**Work order 1:**
Please check each statement against the article on West African law firms and answer yes or no, quoting the words that decide it: (a) Cabinet Jules Obiang was founded in 2011. (b) Project Lawyers worked with Allen & Overy to advise BNP Paribas. (c) Jules Obiang studied public law and international business in France.
**Work order 2:**
According to the article on West African law firms, how many jurisdictions does Cabinet Jules Obiang gain access to through Miranda's legal alliance?
**Work order 3:**
Carry on the article on West African law firms from its last line.

**Exercise passage:**
•••
West Africa: West win

Dominated by the energy and natural resources sector, West African firms are being courted by the world’s top players. But the locals are keeping their options open with loose networks of referral firms

Led by the booming Nigeria, West Africa is doing well and its lawyers are benefiting. The region is split along cultural and linguistic lines, with Anglophone Ghana and Nigeria surrounded by Francophone nations, often making referrals tricky.


Lawyers in Anglophone Africa say it is hard to find appropriate partners in the Francophone jurisdictions. For The Lawyer, getting hold of some of the leading Cameroon firms proved impossible.

What characterises West Africa is that it is ahead of the curve in the fast-moving consumer goods sector, thanks to the expanding middle class. However, energy and natural resources remain key.




List of firms





Cabinet Jules Obiang

Managing partner: Jules Obiang

Total number of partners: 1

Total number of lawyers: 3

Founded: 2010

Networks/associations: Miranda Alliance

Cabinet Jules Obiang is a relatively new player in Gabon’s legal market, having been founded by former Deloitte & Touche Juridique et Fiscal lawyer Jules Obiang in 2010.

Advising mainly international clients, the firm promotes itself as full-service, although its main expertise is in oil, gas and mining.

Having studied public law and international business in France, Obiang, speaks French, English and Spanish and is well-versed in Europe’s legal systems. 

Cabinet Jules Obiang is the local member of Portuguese firm Miranda’s legal alliance. This gives the African firm, which is small by international standards, access to lawyers in 15 jurisdictions across the world.

Project Lawyers

Managing partner: Jean-Pierre Bozec

Total number of partners: 1

Total number of lawyers: 4

Founded: 2011

Networks/associations: N/A

Top deals of 2013:

  • Advised Tata Group on aspects of the financing of a fertiliser plant in Gabonese special economic zone  Port-Gentil, working with Linklaters .
  • Worked with Allen & Overy to advise BNP Paribas, Calyon and Societe Generale on the Gabonese aspects of a $2.8bn (£1.68bn) loan to Perenco. The loan was secured against more than 100 assets in countries including Colombia, Congo, Egypt, Gabon, Guatemala, Tunisia, Turkey and the UK.
•••
Referring expression grounding data
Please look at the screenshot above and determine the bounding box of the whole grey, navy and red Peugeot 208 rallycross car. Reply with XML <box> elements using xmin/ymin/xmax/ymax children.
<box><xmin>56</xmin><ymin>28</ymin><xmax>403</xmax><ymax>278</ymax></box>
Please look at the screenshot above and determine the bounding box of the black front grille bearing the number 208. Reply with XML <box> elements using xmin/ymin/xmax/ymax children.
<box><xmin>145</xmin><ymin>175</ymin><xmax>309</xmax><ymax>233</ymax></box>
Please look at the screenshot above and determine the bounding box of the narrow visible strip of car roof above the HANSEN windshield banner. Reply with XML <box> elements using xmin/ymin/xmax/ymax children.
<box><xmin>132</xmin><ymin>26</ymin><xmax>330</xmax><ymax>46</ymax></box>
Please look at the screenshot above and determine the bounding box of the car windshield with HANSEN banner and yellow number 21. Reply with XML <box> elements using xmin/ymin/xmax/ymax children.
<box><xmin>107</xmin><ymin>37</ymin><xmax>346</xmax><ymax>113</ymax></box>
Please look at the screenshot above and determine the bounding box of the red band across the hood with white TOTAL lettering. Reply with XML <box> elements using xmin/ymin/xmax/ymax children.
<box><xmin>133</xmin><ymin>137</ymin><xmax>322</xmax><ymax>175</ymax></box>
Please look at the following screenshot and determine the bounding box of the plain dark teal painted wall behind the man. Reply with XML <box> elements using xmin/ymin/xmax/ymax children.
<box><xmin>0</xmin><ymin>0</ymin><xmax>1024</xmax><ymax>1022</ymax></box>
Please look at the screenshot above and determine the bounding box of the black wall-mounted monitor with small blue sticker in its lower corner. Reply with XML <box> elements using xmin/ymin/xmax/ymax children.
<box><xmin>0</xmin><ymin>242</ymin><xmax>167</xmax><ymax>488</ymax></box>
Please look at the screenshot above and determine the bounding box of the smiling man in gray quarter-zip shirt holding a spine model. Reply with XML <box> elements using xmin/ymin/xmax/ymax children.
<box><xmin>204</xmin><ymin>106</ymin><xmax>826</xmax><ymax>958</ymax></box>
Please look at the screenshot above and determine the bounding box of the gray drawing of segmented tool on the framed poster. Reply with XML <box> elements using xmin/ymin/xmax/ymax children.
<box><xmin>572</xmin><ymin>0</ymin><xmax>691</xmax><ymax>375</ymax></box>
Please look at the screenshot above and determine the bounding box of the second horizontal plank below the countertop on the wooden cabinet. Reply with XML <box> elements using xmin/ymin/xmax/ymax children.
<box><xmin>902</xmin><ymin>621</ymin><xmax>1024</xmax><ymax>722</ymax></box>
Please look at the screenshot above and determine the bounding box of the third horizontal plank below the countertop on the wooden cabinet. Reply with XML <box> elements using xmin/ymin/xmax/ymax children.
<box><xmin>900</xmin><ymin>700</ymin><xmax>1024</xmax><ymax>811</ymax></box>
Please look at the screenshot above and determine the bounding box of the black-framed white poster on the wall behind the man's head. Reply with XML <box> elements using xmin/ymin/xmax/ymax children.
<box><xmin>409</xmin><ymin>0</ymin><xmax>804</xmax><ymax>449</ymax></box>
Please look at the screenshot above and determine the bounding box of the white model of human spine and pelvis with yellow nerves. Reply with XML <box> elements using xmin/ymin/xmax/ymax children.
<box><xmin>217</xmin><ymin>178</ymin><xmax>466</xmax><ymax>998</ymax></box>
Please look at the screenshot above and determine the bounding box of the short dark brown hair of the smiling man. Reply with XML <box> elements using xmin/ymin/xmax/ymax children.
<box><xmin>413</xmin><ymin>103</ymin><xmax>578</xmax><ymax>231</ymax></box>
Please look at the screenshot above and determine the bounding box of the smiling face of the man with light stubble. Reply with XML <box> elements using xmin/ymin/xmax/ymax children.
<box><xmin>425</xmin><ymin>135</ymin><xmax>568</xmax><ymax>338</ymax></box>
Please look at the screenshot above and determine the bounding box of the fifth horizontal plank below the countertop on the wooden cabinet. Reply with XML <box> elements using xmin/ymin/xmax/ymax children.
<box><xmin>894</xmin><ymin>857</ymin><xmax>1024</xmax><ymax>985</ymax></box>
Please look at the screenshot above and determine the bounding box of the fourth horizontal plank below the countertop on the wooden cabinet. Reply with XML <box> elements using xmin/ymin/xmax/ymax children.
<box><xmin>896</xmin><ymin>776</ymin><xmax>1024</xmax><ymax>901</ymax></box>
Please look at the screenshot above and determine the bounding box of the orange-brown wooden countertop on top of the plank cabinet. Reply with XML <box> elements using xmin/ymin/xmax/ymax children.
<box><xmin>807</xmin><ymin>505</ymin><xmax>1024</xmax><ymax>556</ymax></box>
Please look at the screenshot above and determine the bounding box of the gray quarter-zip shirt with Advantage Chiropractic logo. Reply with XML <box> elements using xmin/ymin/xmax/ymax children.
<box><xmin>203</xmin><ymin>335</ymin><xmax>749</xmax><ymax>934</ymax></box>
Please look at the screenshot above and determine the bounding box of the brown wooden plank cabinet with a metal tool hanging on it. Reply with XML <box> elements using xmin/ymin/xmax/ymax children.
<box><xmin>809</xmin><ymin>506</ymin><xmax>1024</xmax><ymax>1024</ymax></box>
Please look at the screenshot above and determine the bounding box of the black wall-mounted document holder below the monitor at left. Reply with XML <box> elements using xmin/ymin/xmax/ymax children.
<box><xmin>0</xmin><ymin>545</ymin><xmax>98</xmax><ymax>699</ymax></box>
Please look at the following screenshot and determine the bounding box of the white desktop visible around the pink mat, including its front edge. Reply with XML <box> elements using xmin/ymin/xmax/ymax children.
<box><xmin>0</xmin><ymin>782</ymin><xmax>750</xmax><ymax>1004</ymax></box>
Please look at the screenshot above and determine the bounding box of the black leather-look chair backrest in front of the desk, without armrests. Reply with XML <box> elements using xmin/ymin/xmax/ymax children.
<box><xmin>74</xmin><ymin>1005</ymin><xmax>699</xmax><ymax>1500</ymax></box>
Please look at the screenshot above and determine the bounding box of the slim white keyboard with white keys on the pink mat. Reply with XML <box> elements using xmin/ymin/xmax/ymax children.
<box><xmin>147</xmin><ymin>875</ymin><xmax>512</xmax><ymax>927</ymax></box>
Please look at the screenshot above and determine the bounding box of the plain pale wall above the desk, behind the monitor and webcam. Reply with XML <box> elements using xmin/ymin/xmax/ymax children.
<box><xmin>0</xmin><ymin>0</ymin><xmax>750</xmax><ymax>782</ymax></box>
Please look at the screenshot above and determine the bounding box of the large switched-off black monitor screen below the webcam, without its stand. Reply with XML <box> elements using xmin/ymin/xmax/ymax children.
•••
**Written reply 1:**
(a) No: "Founded: 2010"
(b) Yes: "Worked with Allen & Overy to advise BNP Paribas, Calyon and Societe Generale"
(c) Yes: "Having studied public law and international business in France"

**Written reply 2:**
15 jurisdictions across the world.

**Written reply 3:**
The firm may be young but Project Lawyers managing partner Jean-Pierre Bozec has bags of experience. Having started his career at Price Waterhouse Juridique et Fiscal, Bozec joined legacy Herbert Smith in Paris in 1998 before moving to Deloitte Legal five years later. The projects he was working on led to conflicts with Deloitte’s auditing business, so he set up an independent practice in 2011.

The firm’s focus is projects and project finance, especially in the mining, infrastructure and oil and gas sectors. Bozec has received a number of approaches from international firms seeking a co-operation agreement, but for now he is happy to remain independent. 

This allows him to work with firms such as Allen & Overy, Eversheds , Herbert Smith Freehills , Linklaters and Webber Wentzel, which collectively provide a third of the firm’s instructions. 

It also allows him to instruct other small independent firms as the need arises. This approach, Bozec says, is an efficient and cheap option he is keen to develop further.

Although Project Lawyers works mainly in Gabon, it receives instructions from across Africa. Bozen has worked in Burkina Faso, Congo, Equatorial Guinea, Senegal and South Africa. He has no plans to join forces with firms in any of these jurisdictions but he could launch a new firm affiliated with Project Lawyers, although nothing is planned for the immediate future.

As the firm is still young and small it does not have much need for integrated technology, but it does have access to data and training via Slaughter and May ’s systems as well as e-conferencing technology from Herbert Smith Freehills.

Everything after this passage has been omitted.